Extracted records

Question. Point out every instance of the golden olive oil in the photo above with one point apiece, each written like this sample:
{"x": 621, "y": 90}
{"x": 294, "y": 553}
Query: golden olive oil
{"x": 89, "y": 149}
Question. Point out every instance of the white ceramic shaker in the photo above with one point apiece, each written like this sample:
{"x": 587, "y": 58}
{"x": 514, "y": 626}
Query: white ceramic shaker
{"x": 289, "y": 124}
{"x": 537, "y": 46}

Given instruction:
Copy the lines above, switching each "Point out" to "Mark" and leaving everything else unchanged.

Correct output:
Question. Mark every instance of the golden olive oil in the photo above with one point apiece, each written like this sample:
{"x": 621, "y": 90}
{"x": 294, "y": 553}
Query: golden olive oil
{"x": 89, "y": 149}
Question. Mark every instance of the white ceramic shaker in the photo above with one point apiece, each written like this sample:
{"x": 587, "y": 58}
{"x": 514, "y": 626}
Query: white ceramic shaker
{"x": 289, "y": 124}
{"x": 537, "y": 46}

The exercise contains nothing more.